** ENTRIES SHOWN **
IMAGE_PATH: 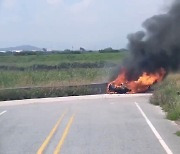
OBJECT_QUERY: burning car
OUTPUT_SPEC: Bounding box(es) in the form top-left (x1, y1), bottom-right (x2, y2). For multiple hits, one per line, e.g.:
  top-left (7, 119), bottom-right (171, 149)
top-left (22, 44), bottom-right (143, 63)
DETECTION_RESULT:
top-left (107, 68), bottom-right (166, 94)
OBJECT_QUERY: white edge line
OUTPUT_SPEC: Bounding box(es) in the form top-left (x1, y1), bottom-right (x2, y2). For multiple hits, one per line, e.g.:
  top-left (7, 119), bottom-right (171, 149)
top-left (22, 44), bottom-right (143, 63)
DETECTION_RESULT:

** DESCRIPTION OF THE TASK **
Put every line of the entries above into a numbered list, skipping blank lines and omitting the pictures.

** TASK OUTPUT **
1. IMAGE_PATH: 
2. OBJECT_QUERY: burning car
3. OUTPUT_SPEC: Bounding box(es) in the form top-left (x1, y1), bottom-right (x2, y2). For multiple hits, one per line, e.g.:
4.   top-left (7, 119), bottom-right (171, 149)
5. top-left (22, 44), bottom-right (143, 63)
6. DETECTION_RESULT:
7. top-left (107, 68), bottom-right (166, 94)
8. OBJECT_QUERY: white edge line
9. OUTPUT_SPEC: Bounding box(es) in the form top-left (x1, y1), bottom-right (x2, y2). For multiple hits, one per line, e.g.:
10.   top-left (7, 119), bottom-right (171, 149)
11. top-left (22, 44), bottom-right (143, 63)
12. DETECTION_RESULT:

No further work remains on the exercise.